WORK TO COMPLETE - Write out every row below as a numbered list, leaving out any blank lines.

ENTRIES SUPPLIED -
## Begin
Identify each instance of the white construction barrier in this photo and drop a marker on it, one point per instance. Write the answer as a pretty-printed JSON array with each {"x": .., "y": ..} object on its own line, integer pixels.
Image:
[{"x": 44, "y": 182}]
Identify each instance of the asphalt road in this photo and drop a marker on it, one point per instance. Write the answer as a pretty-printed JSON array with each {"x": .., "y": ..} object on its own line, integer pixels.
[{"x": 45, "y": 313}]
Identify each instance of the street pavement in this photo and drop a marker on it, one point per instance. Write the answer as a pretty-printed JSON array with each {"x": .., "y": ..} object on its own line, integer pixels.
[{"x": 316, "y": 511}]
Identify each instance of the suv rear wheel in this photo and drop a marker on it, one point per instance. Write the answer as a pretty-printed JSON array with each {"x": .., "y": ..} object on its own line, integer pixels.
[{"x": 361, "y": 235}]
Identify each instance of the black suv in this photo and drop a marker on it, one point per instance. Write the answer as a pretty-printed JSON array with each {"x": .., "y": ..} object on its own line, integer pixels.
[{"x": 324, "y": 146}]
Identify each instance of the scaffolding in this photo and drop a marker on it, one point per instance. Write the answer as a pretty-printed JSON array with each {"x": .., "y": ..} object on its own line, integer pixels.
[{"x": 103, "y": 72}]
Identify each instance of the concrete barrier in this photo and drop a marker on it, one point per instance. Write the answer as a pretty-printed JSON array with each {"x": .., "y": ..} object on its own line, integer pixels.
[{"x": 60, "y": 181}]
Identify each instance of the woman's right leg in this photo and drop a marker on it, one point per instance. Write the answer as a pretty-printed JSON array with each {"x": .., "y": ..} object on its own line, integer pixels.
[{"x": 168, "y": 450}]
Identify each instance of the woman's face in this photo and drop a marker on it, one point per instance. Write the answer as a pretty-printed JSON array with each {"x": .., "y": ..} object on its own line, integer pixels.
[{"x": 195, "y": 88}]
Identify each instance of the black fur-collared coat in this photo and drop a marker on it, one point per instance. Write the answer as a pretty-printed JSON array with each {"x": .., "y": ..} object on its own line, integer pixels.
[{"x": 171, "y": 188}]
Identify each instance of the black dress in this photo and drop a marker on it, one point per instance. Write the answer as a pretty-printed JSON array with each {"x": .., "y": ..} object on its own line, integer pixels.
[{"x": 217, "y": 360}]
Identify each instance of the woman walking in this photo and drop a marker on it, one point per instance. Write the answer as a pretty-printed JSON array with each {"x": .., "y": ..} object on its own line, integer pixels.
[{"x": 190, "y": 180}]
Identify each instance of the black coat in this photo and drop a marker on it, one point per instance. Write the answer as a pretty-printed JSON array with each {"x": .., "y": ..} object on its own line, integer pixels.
## End
EXERCISE ANSWER -
1. Identify each instance of the white construction barrier in this photo and drop a marker on it, one point per instance. Write the answer as a pretty-printed JSON array with each {"x": .., "y": ..} object on its own line, integer pixels.
2. Image:
3. [{"x": 44, "y": 182}]
4. Identify each instance of the asphalt road in this photo and drop a marker on it, one point per instance. Write the answer as a pretty-printed JSON array with each {"x": .., "y": ..} object on its own line, integer pixels.
5. [{"x": 45, "y": 313}]
6. Identify each instance of the street pavement in this photo and drop a marker on it, one point per instance. Write the answer as a pretty-printed JSON array with each {"x": .., "y": ..} object on its own line, integer pixels.
7. [{"x": 316, "y": 511}]
8. Identify each instance of the suv rear wheel in this photo and drop a marker on it, one point per instance. Write the answer as a pretty-printed JSON array with each {"x": .., "y": ..} object on its own line, integer pixels.
9. [{"x": 361, "y": 235}]
10. Identify each instance of the black suv in this photo and drop a marker on it, one point per instance. Write the answer as a pretty-printed JSON array with each {"x": .., "y": ..} object on its own line, integer pixels.
11. [{"x": 324, "y": 146}]
12. Identify each instance of the scaffolding in this photo and drop a marker on it, one point per instance. Write the answer as a pretty-printed JSON array with each {"x": .., "y": ..} object on its own line, integer pixels.
13. [{"x": 103, "y": 72}]
14. Identify each instance of the concrete barrier in this photo and drop a marker on it, one point per instance. Write the answer as a pretty-printed JSON array with each {"x": .., "y": ..} object on its own line, integer pixels.
15. [{"x": 60, "y": 181}]
16. Identify each instance of the woman's right leg in this photo and drop a marker on it, one point per instance. Write the answer as a pretty-printed JSON array with each {"x": .., "y": ..} object on its own line, integer pixels.
17. [{"x": 168, "y": 450}]
18. Identify each instance of the woman's face in this photo and drop a marker on it, one point per instance. Write the answer as a pretty-printed JSON array with each {"x": .., "y": ..} object on its own line, integer pixels.
19. [{"x": 195, "y": 88}]
20. Identify each instance of the black fur-collared coat in this photo and drop a marker on it, one point per instance. Write the answer as a pretty-printed JSON array with each {"x": .., "y": ..} object on its own line, integer pixels.
21. [{"x": 171, "y": 188}]
22. Identify each instance of the black dress in this photo and drop a marker on it, one point per instance. Write the answer as a pretty-printed JSON array with each {"x": .., "y": ..} object on its own line, integer pixels.
23. [{"x": 217, "y": 360}]
24. Identify each instance of the woman walking in this photo and drop a marker on it, one point per instance. Write the answer as a pretty-printed JSON array with each {"x": .., "y": ..} object on its own line, integer pixels.
25. [{"x": 190, "y": 180}]
26. Identify each instance of the black coat in this photo and drop a marker on it, one point per instance. Write the answer as a pretty-printed JSON array with each {"x": .., "y": ..} object on its own line, integer pixels.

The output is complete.